• _EXERCISE TASK_:
Can you rewrite every item below with "approach vectors" replaced by "grip points" and everything else left unchanged?
Start DATA SECTION
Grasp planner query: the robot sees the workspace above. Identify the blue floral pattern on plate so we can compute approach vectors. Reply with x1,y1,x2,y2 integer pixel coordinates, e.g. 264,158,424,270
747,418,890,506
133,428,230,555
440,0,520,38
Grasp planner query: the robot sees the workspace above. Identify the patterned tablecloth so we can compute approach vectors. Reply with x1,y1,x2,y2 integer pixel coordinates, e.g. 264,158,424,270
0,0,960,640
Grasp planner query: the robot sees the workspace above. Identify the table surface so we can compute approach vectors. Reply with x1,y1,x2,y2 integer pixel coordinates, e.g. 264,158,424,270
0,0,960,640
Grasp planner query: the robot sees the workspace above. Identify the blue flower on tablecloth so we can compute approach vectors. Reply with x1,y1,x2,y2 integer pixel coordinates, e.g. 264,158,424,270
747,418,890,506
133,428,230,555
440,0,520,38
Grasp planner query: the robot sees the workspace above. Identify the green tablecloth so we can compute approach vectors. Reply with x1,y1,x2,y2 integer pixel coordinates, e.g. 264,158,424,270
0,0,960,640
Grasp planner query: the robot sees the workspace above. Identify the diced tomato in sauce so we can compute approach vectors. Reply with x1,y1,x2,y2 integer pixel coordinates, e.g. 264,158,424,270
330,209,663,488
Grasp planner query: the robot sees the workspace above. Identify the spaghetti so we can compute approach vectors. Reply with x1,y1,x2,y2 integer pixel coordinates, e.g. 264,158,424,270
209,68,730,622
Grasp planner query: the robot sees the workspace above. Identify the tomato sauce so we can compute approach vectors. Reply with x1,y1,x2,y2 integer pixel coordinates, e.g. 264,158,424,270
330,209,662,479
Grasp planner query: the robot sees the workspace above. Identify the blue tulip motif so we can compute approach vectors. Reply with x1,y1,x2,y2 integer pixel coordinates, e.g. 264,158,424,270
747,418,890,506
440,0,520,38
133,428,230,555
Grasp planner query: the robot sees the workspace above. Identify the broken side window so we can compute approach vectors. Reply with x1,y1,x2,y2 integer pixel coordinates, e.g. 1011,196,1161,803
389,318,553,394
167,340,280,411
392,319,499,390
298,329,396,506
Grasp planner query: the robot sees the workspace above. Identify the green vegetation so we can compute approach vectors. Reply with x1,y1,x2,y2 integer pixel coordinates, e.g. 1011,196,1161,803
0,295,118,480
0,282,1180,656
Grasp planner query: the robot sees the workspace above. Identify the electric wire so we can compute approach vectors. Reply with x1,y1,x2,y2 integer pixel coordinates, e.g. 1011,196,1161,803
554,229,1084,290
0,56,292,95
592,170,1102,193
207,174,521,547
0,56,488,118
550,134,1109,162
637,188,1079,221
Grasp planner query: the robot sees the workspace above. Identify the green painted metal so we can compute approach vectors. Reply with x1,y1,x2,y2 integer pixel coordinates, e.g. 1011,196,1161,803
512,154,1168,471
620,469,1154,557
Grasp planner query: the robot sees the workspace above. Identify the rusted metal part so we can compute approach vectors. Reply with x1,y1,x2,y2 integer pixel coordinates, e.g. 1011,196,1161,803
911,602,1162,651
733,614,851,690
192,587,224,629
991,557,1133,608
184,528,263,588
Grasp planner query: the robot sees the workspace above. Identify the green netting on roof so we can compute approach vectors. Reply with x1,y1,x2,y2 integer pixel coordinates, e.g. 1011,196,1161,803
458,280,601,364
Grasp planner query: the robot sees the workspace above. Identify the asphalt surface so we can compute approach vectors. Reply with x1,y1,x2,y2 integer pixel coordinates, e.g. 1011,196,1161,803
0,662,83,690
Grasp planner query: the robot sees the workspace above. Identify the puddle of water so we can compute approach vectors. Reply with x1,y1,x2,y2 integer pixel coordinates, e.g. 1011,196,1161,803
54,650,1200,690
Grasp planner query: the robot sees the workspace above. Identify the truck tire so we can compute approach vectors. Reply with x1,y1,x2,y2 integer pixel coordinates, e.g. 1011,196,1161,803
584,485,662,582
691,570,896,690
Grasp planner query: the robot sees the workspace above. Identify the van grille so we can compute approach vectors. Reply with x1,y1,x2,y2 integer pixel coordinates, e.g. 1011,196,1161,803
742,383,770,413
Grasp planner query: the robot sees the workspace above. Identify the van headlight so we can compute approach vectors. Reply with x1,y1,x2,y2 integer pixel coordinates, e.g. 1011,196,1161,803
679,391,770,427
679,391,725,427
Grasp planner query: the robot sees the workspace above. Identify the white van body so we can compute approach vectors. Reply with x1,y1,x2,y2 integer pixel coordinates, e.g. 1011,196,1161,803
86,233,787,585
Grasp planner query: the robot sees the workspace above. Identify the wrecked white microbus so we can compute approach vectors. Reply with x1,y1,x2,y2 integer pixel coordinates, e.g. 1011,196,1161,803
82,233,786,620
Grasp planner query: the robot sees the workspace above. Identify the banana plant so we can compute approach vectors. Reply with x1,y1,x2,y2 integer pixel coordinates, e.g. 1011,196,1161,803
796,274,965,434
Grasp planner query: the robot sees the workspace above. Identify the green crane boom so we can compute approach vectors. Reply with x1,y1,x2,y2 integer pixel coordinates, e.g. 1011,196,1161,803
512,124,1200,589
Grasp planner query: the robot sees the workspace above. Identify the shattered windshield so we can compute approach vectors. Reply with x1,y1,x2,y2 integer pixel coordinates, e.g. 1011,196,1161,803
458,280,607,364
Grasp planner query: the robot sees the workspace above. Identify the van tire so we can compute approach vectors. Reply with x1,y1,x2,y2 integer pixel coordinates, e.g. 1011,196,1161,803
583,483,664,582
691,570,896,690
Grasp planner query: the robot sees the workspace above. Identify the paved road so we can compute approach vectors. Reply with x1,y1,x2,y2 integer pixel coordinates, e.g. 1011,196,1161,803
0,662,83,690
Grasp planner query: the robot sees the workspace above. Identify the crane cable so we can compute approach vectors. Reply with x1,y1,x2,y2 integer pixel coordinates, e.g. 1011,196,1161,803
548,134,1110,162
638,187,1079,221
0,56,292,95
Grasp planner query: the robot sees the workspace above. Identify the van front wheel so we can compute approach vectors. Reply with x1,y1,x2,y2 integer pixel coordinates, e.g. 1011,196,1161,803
End DATA SECTION
• _EXERCISE ANSWER_:
Grasp planner query: the robot sees the workspace above. Identify the blue floral pattern on plate so we can compute grip points. Reply with x1,y1,x2,y2 integer pixel coordinates, e.g. 264,158,424,270
747,418,890,506
133,428,230,555
440,0,520,38
Grasp planner query: the robot sees the workspace above. Identify the patterned tablecloth so we can compute grip points. Reply with x1,y1,x2,y2 integer pixel coordinates, e.g. 264,158,424,270
0,0,960,640
Grasp planner query: the robot sees the workspace above. Identify the table surface so we can compute grip points. Reply with x1,y1,x2,y2 integer pixel coordinates, e.g. 264,158,424,270
0,0,960,640
Grasp planner query: the robot sees the workspace above. Identify the blue flower on tablecloth so we can compute grip points. Reply with x1,y1,x2,y2 integer pixel coordinates, e.g. 264,158,424,270
747,418,890,506
133,428,230,555
440,0,520,38
Grasp planner query: the robot sees the workspace above. Identify the green tablecloth so we can compute grip points. Reply with x1,y1,x2,y2 integer pixel coordinates, e.g. 264,158,424,270
0,0,960,640
Grasp planner query: the robot sees the workspace above. Identify the diced tomato in sauce so we can compute grip points. Reply with x1,y1,x2,y2 integer pixel coordinates, e.g. 264,158,424,270
330,209,663,488
Grasp planner query: the robot sees the workspace above. Identify the spaghetti so we can compute grip points. Reply with x1,y1,x2,y2 integer pixel coordinates, e.g. 264,158,424,270
209,68,730,622
Grasp planner query: the robot sees the workspace above. Identify the tomato sauce so we can compute grip points. Reply with x1,y1,x2,y2 integer pixel coordinates, e.g. 264,158,424,270
330,209,662,479
Grasp planner query: the robot sees the workspace above. Identify the blue tulip motif so we can compute grip points. Reply with x1,y1,x2,y2 integer pixel coordinates, e.g. 264,158,424,270
747,418,890,506
440,0,520,38
133,428,230,555
Grasp planner query: the robot sees the workspace above. Identify the broken side window so we can compute grip points. Reply with x1,y1,x2,y2 integer pixel coordinates, e.g. 1011,196,1161,803
389,318,553,394
167,340,280,411
392,319,499,390
298,329,396,506
Grasp planner query: the robot sees the workspace above. Identify the green vegetation so we can compute grip points. Reply with x1,y1,x2,y2 integer pixel coordinates, e.g. 1011,196,1161,803
0,295,118,480
0,282,1180,656
Grasp planner query: the robot sees the workspace above. Identify the electric wire so we can compute grip points. Reply with x1,y1,x2,y2 integer pixel coordinates, e.g. 1011,196,1161,803
554,229,1084,290
0,56,292,95
592,170,1102,193
207,174,521,547
0,56,488,118
550,134,1109,162
637,188,1079,221
Grasp planner query: the robot sees the workspace above. Identify the green painted metal so we can compute grip points. Reply with x1,y1,x2,y2 integer pixel coordinates, e.g. 1011,196,1161,803
512,154,1168,471
620,469,1154,557
Grasp planner query: the robot sees the workspace above. Identify the rusted metal part so we can compute grip points. Reply with x1,y1,x2,y2 integer pixel coordinates, e.g. 1011,196,1161,803
911,602,1162,651
733,614,851,690
192,587,224,629
991,557,1133,608
184,528,263,588
Grasp planner query: the robot sees the workspace above. Identify the green netting on roof so we can compute grip points. Reply with x1,y1,x2,y2 integer pixel coordinates, e.g. 1011,196,1161,803
458,280,601,364
Grasp planner query: the robot sees the workspace above. Identify the asphalt surface so we can compute grip points. Reply with x1,y1,x2,y2 integer pixel coordinates, e.g. 1011,196,1161,803
0,662,83,690
Grasp planner query: the robot sees the workspace above. Identify the puddle of water so we can compute grip points. Reply with x1,y1,x2,y2 integer pixel coordinates, e.g. 1011,196,1161,803
54,650,1200,690
Grasp planner query: the robot sees the workspace above. Identify the truck tire so we can compute grip points. Reply with x1,y1,x2,y2 integer pixel coordinates, e.g. 1011,196,1161,803
584,485,662,582
691,570,896,690
Grasp planner query: the robot sees the workspace above. Identify the van grille so we can compute grip points. Reply with x1,y1,x2,y2 integer pixel coordinates, e.g. 1011,196,1161,803
742,383,770,413
Grasp planner query: the robot sees the workspace above. Identify the van headlight so we can compute grip points. Reply with x1,y1,x2,y2 integer pixel coordinates, e.g. 1011,196,1161,803
679,391,770,427
679,391,725,427
Grasp planner query: the robot sees the workspace above. Identify the white van body so we can compute grip points. Reply with x1,y1,x2,y2 integer pixel coordinates, e.g. 1011,196,1161,803
86,233,787,585
Grasp planner query: the robot sees the workspace above. Identify the wrecked white microbus so we can compute grip points. Reply with x1,y1,x2,y2 integer pixel coordinates, e.g. 1011,196,1161,803
82,233,786,620
Grasp planner query: the robot sees the workspace above. Identify the banana plant so we can compute grip points. Reply with x1,y1,x2,y2 integer pixel coordinates, e.g. 1011,196,1161,803
796,274,965,434
Grasp planner query: the robot sees the workspace above. Identify the green crane boom so we can compute grip points. Reply with x1,y1,x2,y2 integer pixel coordinates, e.g. 1011,196,1161,803
512,124,1200,589
Grasp planner query: the robot sees the workspace above. Identify the shattered windshield so we can compute grip points. Reply with x1,y1,x2,y2 integer pixel coordinates, e.g. 1011,196,1161,803
458,280,607,364
Grasp planner query: the robot sees the workspace above. Identify the van tire so we can compute grip points. Reply with x1,y1,x2,y2 integer pixel coordinates, e.g. 1011,196,1161,803
583,483,664,582
691,570,896,690
Grasp planner query: the robot sees the workspace above. Identify the paved road so we can compute grip points. Reply with x1,y1,x2,y2 integer pixel coordinates, e.g. 1011,196,1161,803
0,662,83,690
Grasp planner query: the robot sees the workspace above. Identify the crane cable so we can compute grip points. Reply with x1,y1,x2,y2 integer pixel coordinates, e.g. 1011,196,1161,803
548,134,1110,162
638,187,1079,221
0,56,292,95
Grasp planner query: the robot sees the workspace above. Identify the van front wheel so we can compute grip points. Reply with x1,y1,x2,y2 integer pixel coordinates, e.g. 1011,196,1161,803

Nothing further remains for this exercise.